───── Source text

The entire Chaudhary family was known to us Maliks from the time of their conversion to Islam. At his home in Islamabad, I gifted his little daughter with the customary money as per tradition in the Malik family.
Choudhary family is very well known in Rawalpindi. Captain Malik with Granddaughter of Choudhary Sahib in their home. 2015.
As a child, I once received money from Sir Sikander Hayat Khan to purchase kites. He was the Chief Minister of Punjab with a 99.9% vote. I believe if he had not passed away so young, the partition of the country would not have happened.
Captain Malik at the grave of Rafiq Ahmed Khan, a Pindiwal, a Facebook friend. 2015.
We made this trip unannounced but still had many visitors in the hotel including Amjad Zia Mughal, Khawaja Rashid Sahib, and Emad Ali, a journalist. I was presented a pictorial book of Rawalpindi, which was bought by Sylvia but presented to me at the hotel by the author himself. I also was given Timber, fruit like peas from a wild tree which is put in chutney to make it tastier, and black mushrooms - things that were memories from my childhood that I had asked for.
L to R: Gurpreet Singh Anand, Sylvia's elder sister Dolly, Captain Malik, Gurpreet Singh Anand's older brother Navtej Singh Anand, oolder daughter of Sylvia. Rawalpindi. 2015.
The next two days we spent with beti Dolly (Sylvia), as the sweltering heat was taking its toll on us. We drove past our bungalow on Asghar Mall Road which joined up with Nehru Road. I remembered all this and would often dream of flying kites from the open grounds, while walking through fields. They are no longer in existence since the population of Rawalpindi with satellite Islamabad is over five million. What a change, there are no open spaces anywhere. Along with the Anand brothers, I was invited to meals at her house where I met her entire family, brother and elder sister.
An unknown shopkeeper in Pindi who came out seeing a Sikh, hugged Captain Malik, and requested me to have Tea or Juice. 2015.
Small shops and street vendors occupy every possible space. Seeing me in the company of my ‘Muslim daughter', the local people offered me a cup of tea or invited me to a meal at their home. These sights made me reminiscent and feel sad that my country had been partitioned. My childhood home was now on the other side of the border, separated by a line drawn out of hatred and animosity leaving me with just nostalgic memories.
The following day accompanied by Sylvia, I decided to go to both the Sanatan School and the Khalsa School of my elders.
Marble plaque of my Khalsa High School, Rawal Pindi.
Captain Malik and Dolly - the school where I studied in Rawal Pindi. 2015.

──────────

Instruction: Decide whether each statement agrees with the Rawalpindi text, answering yes or no and quoting the words that settle it: (a) The population of Rawalpindi together with Islamabad is over five million. (b) The trip was announced ahead of time. (c) Sylvia paid for the pictorial book of Rawalpindi.

───── Dataset extract

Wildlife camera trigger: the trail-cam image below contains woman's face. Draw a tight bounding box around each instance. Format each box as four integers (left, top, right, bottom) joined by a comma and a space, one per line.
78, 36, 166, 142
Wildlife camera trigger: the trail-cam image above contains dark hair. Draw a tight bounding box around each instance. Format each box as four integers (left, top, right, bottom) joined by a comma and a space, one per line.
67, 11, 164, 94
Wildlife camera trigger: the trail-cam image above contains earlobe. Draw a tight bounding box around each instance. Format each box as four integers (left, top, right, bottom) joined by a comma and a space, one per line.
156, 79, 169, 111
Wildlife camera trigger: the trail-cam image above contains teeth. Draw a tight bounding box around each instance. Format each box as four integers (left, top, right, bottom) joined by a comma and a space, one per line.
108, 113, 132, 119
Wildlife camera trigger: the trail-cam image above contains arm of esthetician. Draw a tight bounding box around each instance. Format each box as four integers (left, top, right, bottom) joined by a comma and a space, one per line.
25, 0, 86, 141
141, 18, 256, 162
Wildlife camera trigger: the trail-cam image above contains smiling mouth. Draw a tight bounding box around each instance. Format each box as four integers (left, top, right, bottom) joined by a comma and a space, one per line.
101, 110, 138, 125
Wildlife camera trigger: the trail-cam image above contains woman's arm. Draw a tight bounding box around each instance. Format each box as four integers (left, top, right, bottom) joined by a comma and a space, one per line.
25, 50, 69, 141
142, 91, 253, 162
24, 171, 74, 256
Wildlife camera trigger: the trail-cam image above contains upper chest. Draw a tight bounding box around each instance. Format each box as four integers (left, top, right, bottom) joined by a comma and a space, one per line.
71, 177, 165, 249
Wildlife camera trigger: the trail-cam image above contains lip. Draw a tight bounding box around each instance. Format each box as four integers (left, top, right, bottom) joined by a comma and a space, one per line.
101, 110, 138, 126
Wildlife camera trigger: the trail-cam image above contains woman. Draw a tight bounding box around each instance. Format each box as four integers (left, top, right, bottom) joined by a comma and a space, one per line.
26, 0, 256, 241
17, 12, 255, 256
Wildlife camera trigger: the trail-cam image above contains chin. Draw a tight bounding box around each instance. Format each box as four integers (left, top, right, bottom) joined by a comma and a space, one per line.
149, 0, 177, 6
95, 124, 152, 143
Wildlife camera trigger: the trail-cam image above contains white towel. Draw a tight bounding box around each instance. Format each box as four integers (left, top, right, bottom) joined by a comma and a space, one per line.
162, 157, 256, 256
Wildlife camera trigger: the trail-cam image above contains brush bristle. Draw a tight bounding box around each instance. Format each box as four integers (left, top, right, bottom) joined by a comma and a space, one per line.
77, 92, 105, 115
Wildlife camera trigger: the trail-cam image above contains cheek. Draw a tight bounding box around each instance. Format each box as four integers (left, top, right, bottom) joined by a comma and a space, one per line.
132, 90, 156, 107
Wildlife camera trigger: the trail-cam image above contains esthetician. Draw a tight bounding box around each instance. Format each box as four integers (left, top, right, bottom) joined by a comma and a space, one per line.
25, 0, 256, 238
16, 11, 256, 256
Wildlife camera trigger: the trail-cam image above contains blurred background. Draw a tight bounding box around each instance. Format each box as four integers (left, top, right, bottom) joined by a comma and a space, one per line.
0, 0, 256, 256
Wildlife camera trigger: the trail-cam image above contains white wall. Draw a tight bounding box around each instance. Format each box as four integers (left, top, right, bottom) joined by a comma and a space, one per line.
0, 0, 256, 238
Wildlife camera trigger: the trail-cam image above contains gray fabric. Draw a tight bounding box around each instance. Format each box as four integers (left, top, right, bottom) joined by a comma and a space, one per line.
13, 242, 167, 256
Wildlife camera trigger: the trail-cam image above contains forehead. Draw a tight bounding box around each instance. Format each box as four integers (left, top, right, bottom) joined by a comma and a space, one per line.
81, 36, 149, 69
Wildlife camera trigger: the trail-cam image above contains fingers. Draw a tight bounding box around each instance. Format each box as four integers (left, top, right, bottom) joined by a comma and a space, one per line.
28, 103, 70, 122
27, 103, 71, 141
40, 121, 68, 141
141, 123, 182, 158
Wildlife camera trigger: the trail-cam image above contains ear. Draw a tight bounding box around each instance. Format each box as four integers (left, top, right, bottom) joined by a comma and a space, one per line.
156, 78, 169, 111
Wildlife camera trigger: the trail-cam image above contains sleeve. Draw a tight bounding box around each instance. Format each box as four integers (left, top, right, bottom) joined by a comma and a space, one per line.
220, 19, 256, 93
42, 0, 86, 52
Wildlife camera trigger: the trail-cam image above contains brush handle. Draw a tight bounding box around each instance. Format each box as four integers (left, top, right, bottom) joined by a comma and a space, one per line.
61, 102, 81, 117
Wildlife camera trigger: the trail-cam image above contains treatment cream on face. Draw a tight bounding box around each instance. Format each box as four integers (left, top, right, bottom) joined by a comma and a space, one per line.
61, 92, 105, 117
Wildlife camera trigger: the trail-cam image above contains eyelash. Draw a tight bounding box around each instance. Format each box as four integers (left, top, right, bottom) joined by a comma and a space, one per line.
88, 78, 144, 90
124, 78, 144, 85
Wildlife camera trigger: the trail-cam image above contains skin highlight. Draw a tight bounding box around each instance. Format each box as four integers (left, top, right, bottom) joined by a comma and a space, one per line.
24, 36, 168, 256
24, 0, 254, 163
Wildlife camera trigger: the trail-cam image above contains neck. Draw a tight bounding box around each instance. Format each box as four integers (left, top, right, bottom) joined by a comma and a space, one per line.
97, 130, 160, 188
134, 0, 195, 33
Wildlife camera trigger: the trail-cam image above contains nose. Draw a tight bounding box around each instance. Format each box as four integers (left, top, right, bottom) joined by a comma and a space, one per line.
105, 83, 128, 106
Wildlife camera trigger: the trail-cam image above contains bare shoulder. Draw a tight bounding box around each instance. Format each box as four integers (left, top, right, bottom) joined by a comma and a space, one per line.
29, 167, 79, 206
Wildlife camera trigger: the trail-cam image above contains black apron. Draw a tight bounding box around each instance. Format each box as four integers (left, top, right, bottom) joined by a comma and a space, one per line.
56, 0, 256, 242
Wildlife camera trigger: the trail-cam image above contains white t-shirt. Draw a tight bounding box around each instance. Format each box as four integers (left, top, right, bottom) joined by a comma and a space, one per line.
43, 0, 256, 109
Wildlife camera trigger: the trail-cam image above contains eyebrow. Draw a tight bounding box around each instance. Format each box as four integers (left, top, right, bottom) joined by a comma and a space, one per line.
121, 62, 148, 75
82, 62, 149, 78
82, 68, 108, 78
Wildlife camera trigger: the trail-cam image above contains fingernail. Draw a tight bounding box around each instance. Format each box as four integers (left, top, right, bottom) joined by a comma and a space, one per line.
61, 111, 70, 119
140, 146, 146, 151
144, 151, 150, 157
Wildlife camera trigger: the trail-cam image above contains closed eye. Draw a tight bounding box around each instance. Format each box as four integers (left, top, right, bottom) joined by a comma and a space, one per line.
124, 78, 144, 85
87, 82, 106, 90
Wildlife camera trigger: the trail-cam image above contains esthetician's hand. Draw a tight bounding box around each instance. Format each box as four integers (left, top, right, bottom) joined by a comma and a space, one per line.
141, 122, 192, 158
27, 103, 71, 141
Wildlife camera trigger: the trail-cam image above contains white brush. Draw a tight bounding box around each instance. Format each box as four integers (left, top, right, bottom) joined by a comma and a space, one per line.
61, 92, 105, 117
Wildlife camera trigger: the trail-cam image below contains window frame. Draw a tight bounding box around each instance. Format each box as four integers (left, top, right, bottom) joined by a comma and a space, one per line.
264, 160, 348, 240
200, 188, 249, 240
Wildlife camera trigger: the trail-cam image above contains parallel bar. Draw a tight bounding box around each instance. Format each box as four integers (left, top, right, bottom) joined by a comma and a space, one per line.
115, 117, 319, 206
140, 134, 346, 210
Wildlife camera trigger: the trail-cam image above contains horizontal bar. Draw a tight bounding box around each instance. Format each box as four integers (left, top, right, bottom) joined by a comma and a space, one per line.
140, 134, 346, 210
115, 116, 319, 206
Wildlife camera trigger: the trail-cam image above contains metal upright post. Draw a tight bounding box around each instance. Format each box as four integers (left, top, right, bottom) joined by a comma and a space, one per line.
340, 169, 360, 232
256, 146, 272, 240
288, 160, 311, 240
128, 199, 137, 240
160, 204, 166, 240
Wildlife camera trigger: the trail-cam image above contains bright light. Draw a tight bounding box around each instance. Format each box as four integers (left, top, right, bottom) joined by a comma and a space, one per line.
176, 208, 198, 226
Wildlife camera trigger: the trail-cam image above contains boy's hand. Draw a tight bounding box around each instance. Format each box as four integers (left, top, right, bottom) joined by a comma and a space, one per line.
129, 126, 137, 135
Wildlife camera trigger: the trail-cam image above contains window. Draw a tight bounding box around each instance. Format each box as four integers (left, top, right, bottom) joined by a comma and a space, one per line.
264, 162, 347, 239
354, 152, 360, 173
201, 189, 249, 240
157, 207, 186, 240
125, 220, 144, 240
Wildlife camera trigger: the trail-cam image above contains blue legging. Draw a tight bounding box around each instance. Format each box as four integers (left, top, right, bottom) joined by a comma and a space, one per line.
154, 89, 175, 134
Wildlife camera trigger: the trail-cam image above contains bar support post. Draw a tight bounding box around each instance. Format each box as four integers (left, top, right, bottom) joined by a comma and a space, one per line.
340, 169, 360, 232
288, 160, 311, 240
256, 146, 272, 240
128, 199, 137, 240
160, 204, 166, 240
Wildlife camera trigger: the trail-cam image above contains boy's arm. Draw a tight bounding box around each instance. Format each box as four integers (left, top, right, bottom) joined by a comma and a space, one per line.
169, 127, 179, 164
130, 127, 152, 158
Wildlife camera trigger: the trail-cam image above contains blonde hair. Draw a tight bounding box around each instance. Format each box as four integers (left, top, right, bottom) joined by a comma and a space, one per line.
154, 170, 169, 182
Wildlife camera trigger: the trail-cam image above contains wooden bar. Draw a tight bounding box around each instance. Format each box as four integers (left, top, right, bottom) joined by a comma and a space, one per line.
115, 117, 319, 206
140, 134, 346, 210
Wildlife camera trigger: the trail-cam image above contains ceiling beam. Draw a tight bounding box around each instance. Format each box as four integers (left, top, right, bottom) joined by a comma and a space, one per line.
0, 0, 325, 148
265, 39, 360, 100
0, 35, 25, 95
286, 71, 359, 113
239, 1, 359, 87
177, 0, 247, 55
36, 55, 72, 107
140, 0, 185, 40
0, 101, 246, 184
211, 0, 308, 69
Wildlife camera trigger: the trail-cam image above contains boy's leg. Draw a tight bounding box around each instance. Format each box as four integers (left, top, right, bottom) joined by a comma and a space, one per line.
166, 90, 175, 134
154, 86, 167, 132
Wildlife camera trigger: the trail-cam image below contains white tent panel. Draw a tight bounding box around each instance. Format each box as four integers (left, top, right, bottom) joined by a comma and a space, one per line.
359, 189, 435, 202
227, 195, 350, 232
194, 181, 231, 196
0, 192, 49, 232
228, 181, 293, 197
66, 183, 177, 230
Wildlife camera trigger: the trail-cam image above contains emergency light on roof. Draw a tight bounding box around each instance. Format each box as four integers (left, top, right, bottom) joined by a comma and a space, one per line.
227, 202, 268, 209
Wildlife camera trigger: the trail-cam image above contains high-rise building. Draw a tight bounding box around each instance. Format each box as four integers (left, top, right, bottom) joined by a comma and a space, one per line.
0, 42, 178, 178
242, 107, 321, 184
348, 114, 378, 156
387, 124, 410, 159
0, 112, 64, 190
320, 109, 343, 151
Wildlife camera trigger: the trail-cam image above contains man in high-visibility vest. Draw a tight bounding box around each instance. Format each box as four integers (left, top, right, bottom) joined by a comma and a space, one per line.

──────────

Written solution:
(a) Yes: "the population of Rawalpindi with satellite Islamabad is over five million"
(b) No: "We made this trip unannounced"
(c) Yes: "which was bought by Sylvia"